--- start of Stored records ---

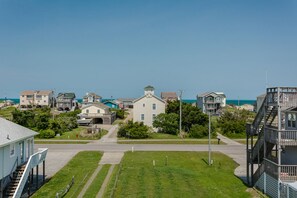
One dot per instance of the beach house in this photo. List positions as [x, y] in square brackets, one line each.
[211, 102]
[272, 144]
[17, 158]
[147, 107]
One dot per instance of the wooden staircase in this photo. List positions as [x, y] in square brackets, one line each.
[10, 190]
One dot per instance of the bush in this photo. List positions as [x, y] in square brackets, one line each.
[134, 130]
[48, 133]
[166, 123]
[198, 131]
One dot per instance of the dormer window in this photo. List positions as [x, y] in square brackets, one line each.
[154, 106]
[292, 120]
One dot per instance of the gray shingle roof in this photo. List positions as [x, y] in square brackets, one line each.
[11, 132]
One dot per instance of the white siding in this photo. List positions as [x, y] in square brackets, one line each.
[145, 106]
[7, 161]
[93, 109]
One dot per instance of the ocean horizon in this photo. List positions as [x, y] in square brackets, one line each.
[229, 102]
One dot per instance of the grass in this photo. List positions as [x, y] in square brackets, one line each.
[109, 190]
[59, 142]
[75, 134]
[180, 141]
[94, 188]
[81, 167]
[7, 112]
[186, 174]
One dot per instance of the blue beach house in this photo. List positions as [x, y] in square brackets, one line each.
[111, 104]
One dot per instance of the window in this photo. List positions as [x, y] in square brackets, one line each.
[292, 120]
[154, 106]
[12, 150]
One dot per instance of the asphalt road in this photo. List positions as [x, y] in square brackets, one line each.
[59, 154]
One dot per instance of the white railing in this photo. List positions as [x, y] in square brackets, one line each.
[33, 161]
[288, 173]
[288, 137]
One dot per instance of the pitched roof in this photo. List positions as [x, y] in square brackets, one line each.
[99, 105]
[165, 95]
[111, 101]
[149, 88]
[211, 93]
[67, 95]
[27, 92]
[291, 109]
[92, 94]
[44, 92]
[11, 132]
[126, 99]
[151, 95]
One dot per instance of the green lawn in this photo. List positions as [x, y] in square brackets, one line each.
[38, 141]
[185, 175]
[93, 190]
[177, 141]
[75, 134]
[7, 112]
[81, 167]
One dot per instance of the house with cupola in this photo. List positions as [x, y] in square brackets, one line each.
[147, 107]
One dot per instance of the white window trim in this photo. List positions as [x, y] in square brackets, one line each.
[12, 146]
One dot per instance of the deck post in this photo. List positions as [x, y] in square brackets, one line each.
[32, 172]
[252, 164]
[37, 177]
[43, 174]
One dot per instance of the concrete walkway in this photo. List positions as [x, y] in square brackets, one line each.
[107, 158]
[87, 185]
[239, 158]
[227, 140]
[105, 182]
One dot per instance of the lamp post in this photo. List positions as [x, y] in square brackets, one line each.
[209, 132]
[180, 110]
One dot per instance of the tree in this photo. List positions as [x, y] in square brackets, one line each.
[135, 130]
[232, 121]
[190, 114]
[166, 123]
[198, 131]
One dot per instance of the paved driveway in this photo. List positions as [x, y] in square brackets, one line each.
[60, 154]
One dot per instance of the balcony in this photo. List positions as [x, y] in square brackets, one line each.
[287, 96]
[287, 137]
[288, 173]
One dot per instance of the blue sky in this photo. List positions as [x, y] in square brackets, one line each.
[116, 48]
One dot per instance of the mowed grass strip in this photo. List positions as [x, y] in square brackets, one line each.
[98, 181]
[60, 142]
[81, 166]
[185, 175]
[110, 188]
[186, 141]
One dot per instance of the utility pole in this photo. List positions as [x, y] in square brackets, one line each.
[180, 110]
[53, 104]
[209, 148]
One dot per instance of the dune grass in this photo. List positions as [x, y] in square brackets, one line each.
[80, 166]
[176, 174]
[94, 188]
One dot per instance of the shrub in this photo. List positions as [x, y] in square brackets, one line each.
[198, 131]
[135, 130]
[48, 133]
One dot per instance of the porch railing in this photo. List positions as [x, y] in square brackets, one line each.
[288, 137]
[33, 161]
[288, 173]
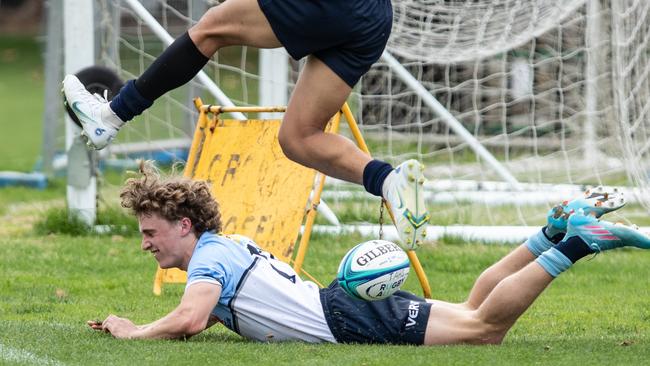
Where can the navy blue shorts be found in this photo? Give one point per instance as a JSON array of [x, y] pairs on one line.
[[347, 35], [400, 319]]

--- end of Stored records ---

**Problem statement**. Leave the pictures out and reproduce all of the records exactly.

**Solution for this problem**.
One dot per instance of the beach house in this photo. List positions as [x, y] in square brackets, one line each.
[211, 102]
[272, 144]
[17, 158]
[147, 107]
One dot per instance of the wooden staircase in this photo. List positions as [x, y] in square brackets, one line each.
[10, 190]
One dot per instance of the bush in this photo. List positions as [x, y] in square brackets, one line each.
[134, 130]
[48, 133]
[166, 123]
[198, 131]
One dot per instance of the dormer window in this photo. List positions as [x, y] in square brackets, one line each.
[154, 106]
[292, 120]
One dot per instance of the gray shingle roof in this photo. List positions as [x, y] in square brackets, one line each.
[11, 132]
One dot per instance of the white siding in this photo. List positions as [x, y] in square brackets, one line each.
[145, 106]
[7, 161]
[93, 109]
One dot per instance of the ocean horizon in this photo. List positions as [x, y] in square brackets, one line each.
[229, 102]
One dot per instance of the grass in this photo. List positions as [x, y] in square brackets, one line each.
[109, 190]
[59, 142]
[75, 134]
[180, 141]
[94, 188]
[81, 167]
[7, 112]
[186, 174]
One dot per instance of the blue beach house in this photo. List positions as [x, y] in square brackets, one line each.
[111, 104]
One dot per instance of the window in this photo. List positions as [x, y] in square brackets, one line each.
[292, 120]
[154, 106]
[12, 150]
One dot per instance of the asphalt road in this photo. List positions as [x, y] in square brackets, one line each.
[59, 154]
One dot per instance of the white railing in this photo. List positions as [x, y] in square brackets, one line each.
[33, 161]
[288, 173]
[288, 137]
One dot per instance of the pitched roof in this photo. List positions as [x, y] in square brackets, one line each.
[99, 105]
[165, 95]
[111, 101]
[149, 88]
[211, 93]
[67, 95]
[27, 92]
[291, 109]
[92, 94]
[44, 92]
[11, 132]
[126, 99]
[151, 95]
One dot per instance of the green lawn in this photo. List positions as [x, y] in square brackets, one line each.
[38, 141]
[185, 175]
[93, 190]
[177, 141]
[75, 134]
[7, 112]
[81, 167]
One dot per instance of the house with cupola in this photo. List positions as [x, y] in square brackets, one line each.
[147, 107]
One dot per instance of the white window trim in this photo. List positions as [x, y] in square brackets, one line each.
[12, 146]
One dot per instance of the deck post in this photo. List positions as [x, y] in square brackets, one line each.
[32, 172]
[252, 164]
[37, 177]
[43, 174]
One dot per instance of the concrete walkway in this photo. List positions as [x, y] in square brackets, one line each.
[107, 158]
[87, 185]
[239, 158]
[227, 140]
[105, 182]
One dot per instance of the lamp post in this photo. List positions as [x, y] in square brackets, one line each.
[209, 132]
[180, 110]
One dot per instance of the tree in this photo. List positions as [x, y] in square brackets, one line each.
[135, 130]
[232, 121]
[190, 114]
[166, 123]
[198, 131]
One dot per instance of the paved driveway in this photo. List positions as [x, y] in square brackets, one line each.
[60, 154]
One dot per instance of the balcony in this photo. List positions as [x, y] in square brackets, one line each.
[287, 96]
[287, 137]
[288, 173]
One dot per instance of the blue sky in this photo. List positions as [x, y] in square brackets, one line each.
[116, 48]
One dot per instance of the mowed grass strip in this photo. List positions as [x, y] in square brackets, one line each.
[98, 181]
[60, 142]
[81, 166]
[185, 175]
[110, 188]
[186, 141]
One dot per instance of the utility pole in this photo. List positions as [x, y] in square brackets, one line each.
[180, 110]
[53, 104]
[209, 148]
One dot per instance of the dune grass in this photo. List positions as [x, y] in square brackets, one line each.
[80, 166]
[176, 174]
[94, 188]
One dot per instance of the shrub in this photo. List positions as [x, y] in square brackets, one line each.
[198, 131]
[135, 130]
[48, 133]
One dot per instance of the porch railing in this photo. List positions as [x, y] in square brackets, one line each.
[288, 137]
[33, 161]
[288, 173]
Where can the navy blue shorts be found in this photo? Give one point per instance as a JSON array of [x, y] pairs on one line.
[[347, 35], [400, 319]]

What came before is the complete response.